**WHAT THIS TASK INVOLVES**:
Convert every line of the items below into a JSON list of strings, one string per line, skipping blank lines. Leave the pictures out of your answer.

(Point-based annotation data)
=-=-=
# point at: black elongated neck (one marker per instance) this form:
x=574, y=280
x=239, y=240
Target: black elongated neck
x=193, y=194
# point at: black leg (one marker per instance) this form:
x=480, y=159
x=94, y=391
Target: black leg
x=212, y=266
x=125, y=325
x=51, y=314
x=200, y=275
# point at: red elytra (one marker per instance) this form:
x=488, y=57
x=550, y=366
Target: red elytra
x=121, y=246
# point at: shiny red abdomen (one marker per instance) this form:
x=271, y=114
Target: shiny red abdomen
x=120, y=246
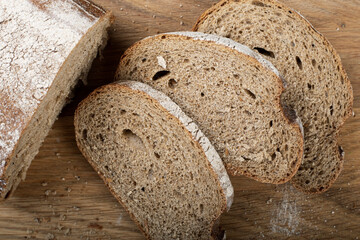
=-=-=
**TASK OUTPUT**:
[
  "# point at: black elongated neck (one marker per instance) this form:",
  "x=574, y=280",
  "x=239, y=240",
  "Target: black elongated neck",
  "x=193, y=194",
  "# point at: black leg (one marker per instance) this form:",
  "x=480, y=159",
  "x=94, y=391",
  "Target: black leg",
  "x=212, y=266",
  "x=125, y=325",
  "x=51, y=314",
  "x=200, y=275",
  "# point at: red elytra (one marker per instance) this form:",
  "x=488, y=57",
  "x=550, y=366",
  "Target: red elytra",
  "x=121, y=246",
  "# point at: shiny red abdomen (one marker per instance) this form:",
  "x=271, y=114",
  "Target: shiny red abdomen",
  "x=120, y=246"
]